*Trecho do texto:*
* * * * *
Querida Comunidade Sumaúma,
Esta é a semana mais importante de nossas vidas, como coletivo, como gente que se conjuga no plural. Para muitas e muitos, aqui na floresta, é bem mais do que isso: é a decisão sobre se têm chance de viver ou se as balas que, nestes últimos 4 anos procuraram a sua cabeça e a de seus filhos, os alcançarão a partir de 1 de novembro. É o que acontecerá se Jair Bolsonaro for reeleito. Isso não é exagero nem discurso de eleição. Só acha que é hipérbole quem não consegue enxergar além de seus privilégios. Essa é a realidade na floresta amazônica e também em outros enclaves da natureza, como o Cerrado e o Pantanal. Nós, de SUMAÚMA, afirmamos e comprovamos isso a cada reportagem.
Na semana que passou, houve dias em que eu, pessoalmente, senti um peso tão forte no peito ao ver o sol sanguíneo produzido pelos incêndios criminosos da base de Bolsonaro na Amazônia que achei difícil caminhar. Mas caminhei, caminhamos. Me sinto impotente por me descobrir incapaz de fazer as pessoas compreenderem que é a vida delas que está em risco de morte. Não apenas a vida dos defensores da floresta que estão na linha de frente dessa guerra movida contra a natureza, mas também a minha e a sua. Sem a Amazônia, não será possível viver com alguma qualidade neste planeta. É ela a grande reguladora do clima. A floresta é muito, mas muito mais do que isso, mas, ainda que for por egoísmo, lute por cada voto por Lula porque dele depende o futuro bem próximo da Amazônia e, portanto, a sua vida e a das crianças perto de você.
Nesta quarta newsletter, as jornalistas Carla Jimenez, Verónica Goyzueta e eu fizemos uma entrevista com Marina Silva, na visão de SUMAÚMA a política mais importante da frente ampla de apoio a Lula. Contamos ali por que entendemos que a deputada federal eleita ocupa um lugar muito singular e muito novo na história brasileira – e terá um papel fundamental no destino do Brasil dos próximos anos. Mas, principalmente, Marina nos conta por que perdemos o direito de ser estúpidos. Ela nos instiga a alargar a paisagem de nossa mente e lutar. Leia. E lute.
* * * * *
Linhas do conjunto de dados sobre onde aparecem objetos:
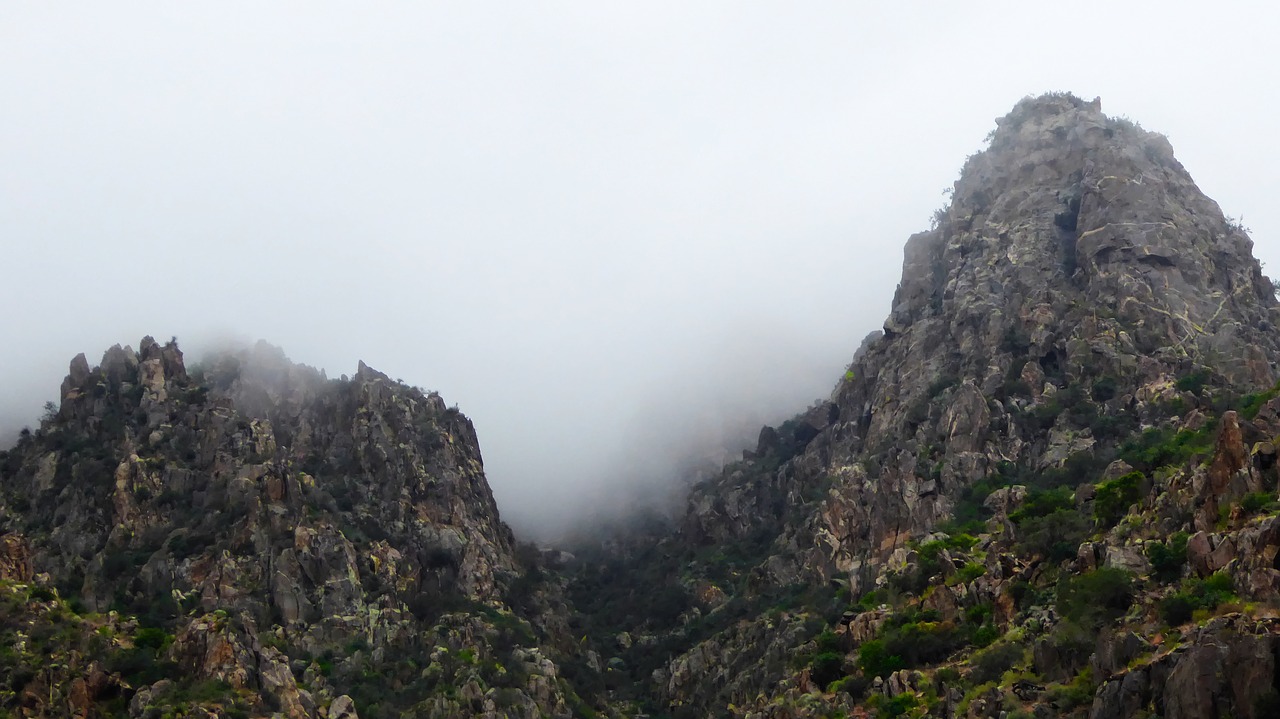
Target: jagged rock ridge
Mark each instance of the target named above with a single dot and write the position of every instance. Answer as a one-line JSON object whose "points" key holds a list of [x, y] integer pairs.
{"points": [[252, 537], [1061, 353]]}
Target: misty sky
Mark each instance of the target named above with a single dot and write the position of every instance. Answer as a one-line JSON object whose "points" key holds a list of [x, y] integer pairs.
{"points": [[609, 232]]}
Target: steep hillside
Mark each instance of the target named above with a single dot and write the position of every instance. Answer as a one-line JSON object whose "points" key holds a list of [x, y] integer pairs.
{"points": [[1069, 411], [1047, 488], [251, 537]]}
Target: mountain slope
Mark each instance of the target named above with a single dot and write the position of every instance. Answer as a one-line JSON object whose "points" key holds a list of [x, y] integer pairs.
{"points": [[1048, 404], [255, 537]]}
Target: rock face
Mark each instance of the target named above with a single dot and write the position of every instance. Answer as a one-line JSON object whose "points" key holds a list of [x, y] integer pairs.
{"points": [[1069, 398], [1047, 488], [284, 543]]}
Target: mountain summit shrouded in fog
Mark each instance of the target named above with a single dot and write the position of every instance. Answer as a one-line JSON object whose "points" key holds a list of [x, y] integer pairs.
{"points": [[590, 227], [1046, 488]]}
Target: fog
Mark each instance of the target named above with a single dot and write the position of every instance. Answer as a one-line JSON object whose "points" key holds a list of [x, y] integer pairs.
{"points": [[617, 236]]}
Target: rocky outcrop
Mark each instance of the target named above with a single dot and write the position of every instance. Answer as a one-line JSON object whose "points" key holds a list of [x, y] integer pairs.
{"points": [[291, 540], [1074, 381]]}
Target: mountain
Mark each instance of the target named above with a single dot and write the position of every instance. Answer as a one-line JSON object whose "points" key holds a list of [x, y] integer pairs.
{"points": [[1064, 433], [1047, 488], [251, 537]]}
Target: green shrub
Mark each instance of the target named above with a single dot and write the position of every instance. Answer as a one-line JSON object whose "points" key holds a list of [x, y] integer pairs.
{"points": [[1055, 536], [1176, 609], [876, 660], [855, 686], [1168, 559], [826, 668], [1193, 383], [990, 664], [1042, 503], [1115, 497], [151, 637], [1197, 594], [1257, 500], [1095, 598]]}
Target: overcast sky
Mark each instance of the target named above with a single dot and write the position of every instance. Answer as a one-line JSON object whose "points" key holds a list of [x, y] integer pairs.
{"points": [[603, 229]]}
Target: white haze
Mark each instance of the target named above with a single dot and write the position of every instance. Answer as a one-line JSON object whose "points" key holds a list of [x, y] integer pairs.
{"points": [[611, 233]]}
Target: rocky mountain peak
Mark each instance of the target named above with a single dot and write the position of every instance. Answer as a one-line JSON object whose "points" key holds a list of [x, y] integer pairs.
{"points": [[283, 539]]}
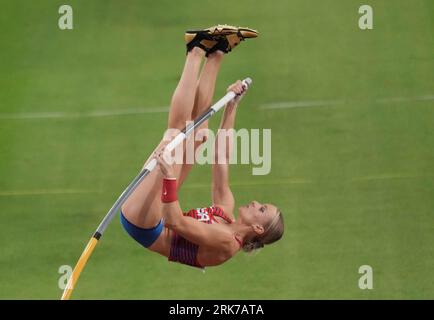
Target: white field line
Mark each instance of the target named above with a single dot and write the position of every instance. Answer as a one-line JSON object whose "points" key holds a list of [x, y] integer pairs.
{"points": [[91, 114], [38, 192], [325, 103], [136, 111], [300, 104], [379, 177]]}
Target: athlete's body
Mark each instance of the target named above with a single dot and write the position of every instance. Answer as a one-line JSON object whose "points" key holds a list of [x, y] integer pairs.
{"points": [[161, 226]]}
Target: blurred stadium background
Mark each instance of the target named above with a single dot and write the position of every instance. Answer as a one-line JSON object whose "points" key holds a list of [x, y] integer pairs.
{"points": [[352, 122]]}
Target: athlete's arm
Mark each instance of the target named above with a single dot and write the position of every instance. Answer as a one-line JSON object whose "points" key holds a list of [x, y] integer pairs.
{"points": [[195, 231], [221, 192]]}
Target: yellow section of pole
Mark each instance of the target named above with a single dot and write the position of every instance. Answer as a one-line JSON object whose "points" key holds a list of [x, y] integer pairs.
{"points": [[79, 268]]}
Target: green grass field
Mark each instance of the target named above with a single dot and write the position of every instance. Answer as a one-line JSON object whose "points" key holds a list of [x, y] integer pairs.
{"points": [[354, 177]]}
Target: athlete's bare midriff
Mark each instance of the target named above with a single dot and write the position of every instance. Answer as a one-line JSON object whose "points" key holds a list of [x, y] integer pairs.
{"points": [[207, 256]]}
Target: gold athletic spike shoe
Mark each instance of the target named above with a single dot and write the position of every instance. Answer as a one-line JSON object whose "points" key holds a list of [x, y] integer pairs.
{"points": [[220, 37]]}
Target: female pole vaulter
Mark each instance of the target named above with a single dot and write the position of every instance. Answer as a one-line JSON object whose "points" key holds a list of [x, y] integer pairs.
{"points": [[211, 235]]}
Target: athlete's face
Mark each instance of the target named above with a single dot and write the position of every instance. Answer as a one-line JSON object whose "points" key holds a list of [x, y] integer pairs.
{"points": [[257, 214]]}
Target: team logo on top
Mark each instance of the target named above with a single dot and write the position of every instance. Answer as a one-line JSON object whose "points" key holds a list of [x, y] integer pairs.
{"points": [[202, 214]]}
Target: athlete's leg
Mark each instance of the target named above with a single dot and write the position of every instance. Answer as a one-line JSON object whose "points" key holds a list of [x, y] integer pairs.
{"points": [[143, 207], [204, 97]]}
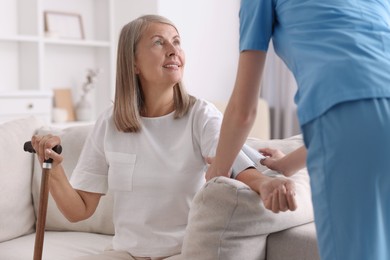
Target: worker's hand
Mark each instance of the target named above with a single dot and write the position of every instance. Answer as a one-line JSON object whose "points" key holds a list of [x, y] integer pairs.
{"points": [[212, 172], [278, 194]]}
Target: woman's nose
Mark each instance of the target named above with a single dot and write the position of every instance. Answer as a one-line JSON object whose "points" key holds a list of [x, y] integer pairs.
* * * * *
*Exercícios propostos:*
A. Responda com base na carta:
(i) A partir de que data, segundo a carta, as balas podem alcançar quem vive na floresta se Jair Bolsonaro for reeleito?
(ii) Além da floresta amazônica, que outros dois enclaves da natureza a carta cita?
(iii) Quem foi entrevistada nesta quarta newsletter?
B. Transcreva da carta, sem mudar nada, o trecho que vai de "Nesta quarta newsletter, as" até "Leia. E lute.".

*Respostas esperadas:*
A.
(i) A partir de 1 de novembro.
(ii) O Cerrado e o Pantanal.
(iii) Marina Silva.

B.
Nesta quarta newsletter, as jornalistas Carla Jimenez, Verónica Goyzueta e eu fizemos uma entrevista com Marina Silva, na visão de SUMAÚMA a política mais importante da frente ampla de apoio a Lula. Contamos ali por que entendemos que a deputada federal eleita ocupa um lugar muito singular e muito novo na história brasileira – e terá um papel fundamental no destino do Brasil dos próximos anos. Mas, principalmente, Marina nos conta por que perdemos o direito de ser estúpidos. Ela nos instiga a alargar a paisagem de nossa mente e lutar. Leia. E lute.